## begin Record set

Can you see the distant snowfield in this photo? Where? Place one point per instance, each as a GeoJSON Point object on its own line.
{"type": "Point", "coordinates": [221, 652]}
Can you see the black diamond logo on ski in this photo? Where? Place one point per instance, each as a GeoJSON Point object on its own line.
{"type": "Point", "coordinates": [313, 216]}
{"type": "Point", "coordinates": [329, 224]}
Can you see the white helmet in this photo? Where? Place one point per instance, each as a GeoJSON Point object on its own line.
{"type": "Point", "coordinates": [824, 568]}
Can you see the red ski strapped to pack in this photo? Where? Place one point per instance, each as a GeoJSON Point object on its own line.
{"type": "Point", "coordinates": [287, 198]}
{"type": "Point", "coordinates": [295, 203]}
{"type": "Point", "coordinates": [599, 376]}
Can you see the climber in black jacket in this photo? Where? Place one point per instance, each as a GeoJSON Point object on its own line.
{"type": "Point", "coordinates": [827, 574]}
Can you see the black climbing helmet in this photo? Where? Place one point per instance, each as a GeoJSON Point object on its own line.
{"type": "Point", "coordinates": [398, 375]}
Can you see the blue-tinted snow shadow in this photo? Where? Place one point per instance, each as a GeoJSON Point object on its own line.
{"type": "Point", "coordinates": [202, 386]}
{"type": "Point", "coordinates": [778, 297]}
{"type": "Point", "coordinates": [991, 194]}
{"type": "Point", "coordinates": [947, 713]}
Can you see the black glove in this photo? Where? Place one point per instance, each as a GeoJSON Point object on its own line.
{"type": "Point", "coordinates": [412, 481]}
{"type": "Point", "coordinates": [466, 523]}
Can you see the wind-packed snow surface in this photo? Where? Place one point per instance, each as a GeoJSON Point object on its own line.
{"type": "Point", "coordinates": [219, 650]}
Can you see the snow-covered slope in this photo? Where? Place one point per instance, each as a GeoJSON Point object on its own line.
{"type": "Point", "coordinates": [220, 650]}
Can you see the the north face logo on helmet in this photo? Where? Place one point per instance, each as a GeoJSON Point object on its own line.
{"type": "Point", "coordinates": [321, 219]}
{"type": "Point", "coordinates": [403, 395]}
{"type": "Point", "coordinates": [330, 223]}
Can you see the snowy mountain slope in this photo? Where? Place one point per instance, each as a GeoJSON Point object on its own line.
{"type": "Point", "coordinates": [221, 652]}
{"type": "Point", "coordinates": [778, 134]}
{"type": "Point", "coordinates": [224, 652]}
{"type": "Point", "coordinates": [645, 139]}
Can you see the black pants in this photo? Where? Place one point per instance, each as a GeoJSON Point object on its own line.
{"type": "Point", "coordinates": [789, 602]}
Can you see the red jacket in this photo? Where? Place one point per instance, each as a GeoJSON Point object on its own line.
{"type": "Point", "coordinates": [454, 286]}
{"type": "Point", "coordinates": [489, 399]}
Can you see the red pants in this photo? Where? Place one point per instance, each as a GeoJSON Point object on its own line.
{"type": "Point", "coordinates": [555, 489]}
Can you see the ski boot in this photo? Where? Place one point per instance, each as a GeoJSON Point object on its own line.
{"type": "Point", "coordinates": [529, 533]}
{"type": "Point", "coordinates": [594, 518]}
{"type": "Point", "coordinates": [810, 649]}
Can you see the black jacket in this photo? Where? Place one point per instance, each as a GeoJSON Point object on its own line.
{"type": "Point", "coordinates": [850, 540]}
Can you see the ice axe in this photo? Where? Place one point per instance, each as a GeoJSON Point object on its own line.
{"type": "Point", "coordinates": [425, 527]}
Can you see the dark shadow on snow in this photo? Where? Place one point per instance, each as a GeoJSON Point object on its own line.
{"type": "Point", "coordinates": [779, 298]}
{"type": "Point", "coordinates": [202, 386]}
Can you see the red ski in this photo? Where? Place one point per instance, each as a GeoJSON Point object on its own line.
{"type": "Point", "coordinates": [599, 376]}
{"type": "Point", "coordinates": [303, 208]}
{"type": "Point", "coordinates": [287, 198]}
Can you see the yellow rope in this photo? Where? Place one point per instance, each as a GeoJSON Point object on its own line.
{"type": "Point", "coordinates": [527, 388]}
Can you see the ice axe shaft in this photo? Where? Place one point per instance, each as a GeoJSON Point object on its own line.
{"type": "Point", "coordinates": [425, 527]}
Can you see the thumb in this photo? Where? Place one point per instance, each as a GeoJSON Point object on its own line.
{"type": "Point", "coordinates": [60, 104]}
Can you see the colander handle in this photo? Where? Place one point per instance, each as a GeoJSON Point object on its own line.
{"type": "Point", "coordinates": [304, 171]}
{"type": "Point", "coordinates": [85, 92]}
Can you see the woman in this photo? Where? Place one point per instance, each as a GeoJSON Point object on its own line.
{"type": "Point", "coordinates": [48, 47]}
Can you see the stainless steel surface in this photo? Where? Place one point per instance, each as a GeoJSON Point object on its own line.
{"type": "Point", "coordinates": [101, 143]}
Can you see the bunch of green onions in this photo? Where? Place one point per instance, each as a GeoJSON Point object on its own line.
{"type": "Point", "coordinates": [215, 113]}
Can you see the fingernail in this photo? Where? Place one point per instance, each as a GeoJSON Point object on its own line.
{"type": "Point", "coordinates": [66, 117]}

## end Record set

▶ [Given exercise]
Set down the material above again, word for word.

▶ [Solution for this exercise]
Can you see the distant snowfield in this photo? Where? Place one point per instance, each as a GeoJSON Point object on its own line.
{"type": "Point", "coordinates": [221, 652]}
Can you see the black diamond logo on ski in this photo? Where? Place one point per instance, each as a GeoJSON Point object on its own line.
{"type": "Point", "coordinates": [313, 216]}
{"type": "Point", "coordinates": [329, 224]}
Can you see the white helmet in this photo? Where? Place one point per instance, each as a GeoJSON Point object on its own line.
{"type": "Point", "coordinates": [824, 568]}
Can you see the red ski strapped to pack in this photo? Where? Place one point per instance, each as a GeoJSON Point object on its own line.
{"type": "Point", "coordinates": [287, 198]}
{"type": "Point", "coordinates": [295, 203]}
{"type": "Point", "coordinates": [599, 376]}
Can you see the climber in black jacket in this photo? Where? Place one point per instance, each as a GeoJSON Point object on its own line.
{"type": "Point", "coordinates": [827, 574]}
Can you see the black climbing helmet in this photo? Where? Place one point per instance, each as a GeoJSON Point object on its own line.
{"type": "Point", "coordinates": [398, 375]}
Can you see the blue-tinted snow shadow in this photo? Where? Place one point per instance, each as a GeoJSON Point object on its own line.
{"type": "Point", "coordinates": [202, 386]}
{"type": "Point", "coordinates": [778, 297]}
{"type": "Point", "coordinates": [991, 194]}
{"type": "Point", "coordinates": [947, 713]}
Can you see the black glove in this photo? Where? Place one point per instance, each as a GeoJSON Point object on its own line.
{"type": "Point", "coordinates": [412, 481]}
{"type": "Point", "coordinates": [466, 523]}
Can you see the wind-packed snow surface in this photo? Where? Place one point per instance, each as a GeoJSON Point object on its own line.
{"type": "Point", "coordinates": [219, 650]}
Can you see the snow-covered slope in this photo? Where? Place one point per instance, each as a GeoJSON Point object on its own line.
{"type": "Point", "coordinates": [220, 650]}
Can you see the the north face logo on helmet in this photo? Where? Place one point per instance, each as a GeoJSON Point object on its own line.
{"type": "Point", "coordinates": [321, 219]}
{"type": "Point", "coordinates": [403, 395]}
{"type": "Point", "coordinates": [330, 223]}
Can you see the snowy mountain slope in this photo? Where? Place one point per instance, each as a GeoJSON Point object on its own line.
{"type": "Point", "coordinates": [221, 652]}
{"type": "Point", "coordinates": [778, 134]}
{"type": "Point", "coordinates": [224, 652]}
{"type": "Point", "coordinates": [645, 139]}
Can you see the black pants in this photo? Where? Place one point per instance, each as a GeoJSON Point object on its own line.
{"type": "Point", "coordinates": [789, 602]}
Can you see the red jacket in this photo? Where? Place one point per instance, each as a GeoJSON Point object on its own line.
{"type": "Point", "coordinates": [454, 286]}
{"type": "Point", "coordinates": [489, 399]}
Can you see the red pants in this photo? Where? Place one point per instance, each as a GeoJSON Point object on its own line.
{"type": "Point", "coordinates": [555, 489]}
Can you see the ski boot in this photo? Where? Place one point per instance, each as a GeoJSON Point object on its own line.
{"type": "Point", "coordinates": [529, 533]}
{"type": "Point", "coordinates": [594, 518]}
{"type": "Point", "coordinates": [810, 649]}
Can you see the black jacket in this photo? Where? Place one point per instance, each as a GeoJSON Point object on its own line.
{"type": "Point", "coordinates": [850, 540]}
Can you see the ice axe in this photo? Where? Place one point per instance, each as a GeoJSON Point object on its own line.
{"type": "Point", "coordinates": [425, 527]}
Can you see the dark shadow on snow in this photo? Where? Place one point per instance, each as a GeoJSON Point object on its own line.
{"type": "Point", "coordinates": [779, 298]}
{"type": "Point", "coordinates": [202, 386]}
Can you see the red ski in this photo? Where? Place one point per instance, each as a GeoJSON Point object on its own line.
{"type": "Point", "coordinates": [599, 376]}
{"type": "Point", "coordinates": [303, 208]}
{"type": "Point", "coordinates": [287, 198]}
Can you see the yellow rope in this photo? Where? Place one point per instance, each as a GeoJSON Point object on its own line.
{"type": "Point", "coordinates": [527, 388]}
Can you see the ice axe shaft in this photo? Where? Place one point per instance, each as a GeoJSON Point object on its own line.
{"type": "Point", "coordinates": [425, 527]}
Can you see the thumb in this photo? Where? Place one point per instance, each as a GeoJSON Point object on its own line.
{"type": "Point", "coordinates": [60, 104]}
Can you see the colander handle in this photo? Where? Place one point per instance, each as a GeoJSON Point object on its own line.
{"type": "Point", "coordinates": [304, 171]}
{"type": "Point", "coordinates": [85, 92]}
Can you see the woman in this photo? Where? Place one point per instance, each as a GeoJSON Point object on its own line.
{"type": "Point", "coordinates": [48, 47]}
Can you see the stainless steel surface in this photo? Where? Place one point per instance, each as a GeoJSON Point object on its own line.
{"type": "Point", "coordinates": [101, 143]}
Can you see the bunch of green onions in this photo? Where? Place one point per instance, each as a GeoJSON Point object on its own line.
{"type": "Point", "coordinates": [215, 113]}
Can you see the fingernail in this photo? Where? Place one point per instance, each as a GeoJSON Point object on its own line.
{"type": "Point", "coordinates": [66, 117]}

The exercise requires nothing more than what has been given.